EXERCISE MATERIAL Block Start
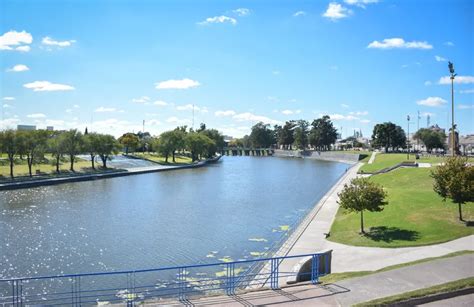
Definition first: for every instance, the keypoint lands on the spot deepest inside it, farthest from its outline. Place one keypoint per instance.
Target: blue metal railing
(131, 287)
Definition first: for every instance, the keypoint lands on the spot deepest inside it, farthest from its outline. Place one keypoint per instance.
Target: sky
(109, 65)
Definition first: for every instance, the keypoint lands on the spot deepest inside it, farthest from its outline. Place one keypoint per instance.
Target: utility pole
(453, 135)
(408, 137)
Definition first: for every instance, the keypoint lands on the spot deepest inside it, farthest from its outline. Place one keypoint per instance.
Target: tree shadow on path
(389, 234)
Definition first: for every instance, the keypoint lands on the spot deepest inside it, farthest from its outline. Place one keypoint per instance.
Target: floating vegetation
(226, 259)
(258, 240)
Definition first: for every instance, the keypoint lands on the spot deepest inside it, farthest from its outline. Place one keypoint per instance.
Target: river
(235, 209)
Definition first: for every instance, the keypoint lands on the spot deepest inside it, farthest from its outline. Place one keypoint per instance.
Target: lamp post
(408, 137)
(453, 135)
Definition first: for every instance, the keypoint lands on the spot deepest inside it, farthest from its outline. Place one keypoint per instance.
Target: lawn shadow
(389, 234)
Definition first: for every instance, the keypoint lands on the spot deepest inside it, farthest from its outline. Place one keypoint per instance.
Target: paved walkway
(372, 157)
(312, 238)
(355, 290)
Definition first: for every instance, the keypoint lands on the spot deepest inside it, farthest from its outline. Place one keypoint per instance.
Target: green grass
(443, 288)
(383, 160)
(21, 168)
(335, 277)
(180, 159)
(415, 215)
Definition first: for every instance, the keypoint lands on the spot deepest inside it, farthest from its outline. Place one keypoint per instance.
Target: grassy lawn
(443, 288)
(383, 160)
(335, 277)
(180, 159)
(22, 168)
(415, 215)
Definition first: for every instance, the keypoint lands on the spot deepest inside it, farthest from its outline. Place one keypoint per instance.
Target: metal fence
(155, 285)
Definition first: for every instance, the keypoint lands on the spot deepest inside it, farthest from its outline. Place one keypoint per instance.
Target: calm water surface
(159, 219)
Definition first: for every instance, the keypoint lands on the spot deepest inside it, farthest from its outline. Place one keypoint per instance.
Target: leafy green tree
(431, 138)
(91, 142)
(198, 144)
(360, 195)
(35, 145)
(55, 146)
(8, 143)
(388, 135)
(455, 180)
(107, 145)
(262, 136)
(301, 134)
(323, 133)
(72, 144)
(129, 141)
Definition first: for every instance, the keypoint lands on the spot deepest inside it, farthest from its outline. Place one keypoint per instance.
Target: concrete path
(355, 290)
(311, 238)
(372, 157)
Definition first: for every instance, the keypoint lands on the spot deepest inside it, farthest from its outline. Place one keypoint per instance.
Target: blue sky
(109, 65)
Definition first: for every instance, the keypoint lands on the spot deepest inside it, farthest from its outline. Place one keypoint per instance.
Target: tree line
(32, 146)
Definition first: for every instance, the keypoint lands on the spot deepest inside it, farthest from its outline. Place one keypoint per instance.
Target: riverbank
(30, 183)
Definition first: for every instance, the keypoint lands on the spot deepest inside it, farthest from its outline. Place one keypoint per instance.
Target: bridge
(247, 151)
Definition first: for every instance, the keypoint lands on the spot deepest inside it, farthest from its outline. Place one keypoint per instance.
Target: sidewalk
(355, 290)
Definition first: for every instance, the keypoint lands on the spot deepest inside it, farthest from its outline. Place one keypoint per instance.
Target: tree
(301, 134)
(198, 144)
(431, 138)
(107, 145)
(56, 148)
(72, 144)
(360, 195)
(323, 133)
(388, 135)
(129, 141)
(8, 144)
(35, 145)
(455, 180)
(91, 142)
(262, 136)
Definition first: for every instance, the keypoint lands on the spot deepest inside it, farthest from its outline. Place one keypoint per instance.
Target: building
(25, 127)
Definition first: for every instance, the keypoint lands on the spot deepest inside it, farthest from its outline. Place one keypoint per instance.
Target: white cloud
(43, 86)
(431, 102)
(299, 13)
(457, 80)
(160, 103)
(14, 40)
(177, 84)
(242, 11)
(360, 3)
(175, 120)
(336, 11)
(396, 42)
(359, 113)
(143, 99)
(104, 110)
(36, 115)
(48, 41)
(219, 19)
(224, 113)
(342, 117)
(18, 68)
(290, 112)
EXERCISE MATERIAL Block End
● PROBLEM REQUIREMENTS
Images in the records must not be repeated; everything else should be returned exactly.

● YOUR SOLUTION
Definition first: for every instance, the keypoint lands on the spot deepest inside it, farthest from its outline. Place one keypoint per instance.
Target: blue metal railing
(131, 287)
Definition first: for every instance, the keypoint lands on the spot deepest inside it, farthest from its outline. Place one keypoint per instance.
Target: sky
(109, 65)
Definition first: for every instance, the keypoint lands on the spot deepest inside it, farthest from its outline. Place one keypoint per instance.
Target: utility pole
(453, 135)
(408, 137)
Definition first: for every instance, the keypoint lands on the spot deepest inside it, farthest from its outline. Place one keypoint per instance.
Target: tree shadow on path
(389, 234)
Definition first: for every instance, the keypoint lands on the spot deepest inside it, farthest from its outline. Place one keypoint per instance.
Target: floating vegetation
(226, 259)
(258, 240)
Definition first: for every instance, the keypoint lands on the spot deepest inside it, farthest from its outline. Place one keypoint per instance.
Target: river
(235, 209)
Definition first: for every instance, the keypoint lands on the spot deepest inside it, farthest from its outline. Place one keypoint per instance.
Target: lamp post
(408, 137)
(453, 135)
Definition first: for every instance, the keypoint lands on the spot deepest inside it, farthest from its outline. Place one keypoint per instance.
Target: lawn shadow
(389, 234)
Definition first: for every instance, the keypoint lands on the spot deepest inside it, farthest from its outline. Place one keypoint per instance.
Target: paved walkway
(372, 157)
(312, 238)
(355, 290)
Definition first: for every instance, the keypoint lands on the spot deepest inside it, farthest from its outline. Place one keypoint per instance.
Target: green grass
(443, 288)
(383, 160)
(21, 168)
(335, 277)
(180, 159)
(415, 215)
Definition first: for every instance, the keypoint lands on the spot deepest inside it, farthest from its outline. Place one keypoint per instance.
Target: grassy lawn
(443, 288)
(383, 160)
(335, 277)
(180, 159)
(22, 168)
(415, 215)
Definition first: for every instance, the keypoint lands on the spot deepest inside it, farthest from its outline. Place one keypoint per instance.
Target: metal fence
(155, 285)
Definition first: for every instance, the keypoint lands on the spot deepest inside it, farthest from its outline. Place one keypoint per instance.
Target: calm water surface
(159, 219)
Definition first: for every instance, the keypoint lands on the spot deepest inside it, farthest from its outline. Place one keypoint per instance.
Target: leafy green tree
(431, 138)
(91, 142)
(198, 144)
(360, 195)
(35, 145)
(55, 146)
(8, 143)
(388, 135)
(455, 180)
(107, 145)
(262, 136)
(301, 134)
(323, 133)
(72, 144)
(129, 141)
Definition first: for every instance, the keypoint lands on the spot deepest inside it, farthest from its outline. Place one keypoint per instance.
Target: concrete path
(355, 290)
(311, 238)
(372, 157)
Definition first: for every instance, the keypoint lands on the spot deepest inside it, farthest from its outline. Place one keypoint per instance.
Target: blue sky
(109, 65)
Definition first: for every instance, the keypoint lands on the spot deepest inside it, farthest from its outline. Place one keypoint per instance.
Target: tree line
(32, 146)
Definition first: for every instance, the keypoint lands on the spot deepest inside it, farthest from its outline. Place one keypoint per instance.
Target: riverbank
(30, 183)
Definition first: for every instance, the keypoint lands on the spot deepest inside it, farthest from its outline. Place one keypoint per instance.
Target: bridge
(247, 151)
Definition first: for every instance, the keypoint lands on the spot deepest inside it, farthest from its outline. Place one keypoint per instance.
Target: sidewalk
(355, 290)
Definition first: for every instance, the keypoint lands on the spot deepest inside it, farthest from its outline. Place one keypoint per instance.
Target: tree
(301, 134)
(198, 144)
(431, 138)
(107, 145)
(56, 148)
(72, 144)
(360, 195)
(323, 133)
(388, 135)
(129, 141)
(8, 144)
(35, 145)
(455, 180)
(91, 142)
(262, 136)
Definition first: for every instance, the keypoint lands on the spot deepest inside it, farthest from its outline. Place one keypoint per instance.
Target: building
(25, 127)
Definition first: for every instance, the keypoint lands on the spot deepest inside it, farthest from its outline. Place one keypoint per instance.
Target: white cloud
(43, 86)
(431, 102)
(299, 13)
(457, 80)
(160, 103)
(14, 40)
(177, 84)
(242, 11)
(360, 3)
(175, 120)
(336, 11)
(396, 42)
(359, 113)
(143, 99)
(104, 110)
(36, 115)
(48, 41)
(219, 19)
(224, 113)
(342, 117)
(18, 68)
(290, 112)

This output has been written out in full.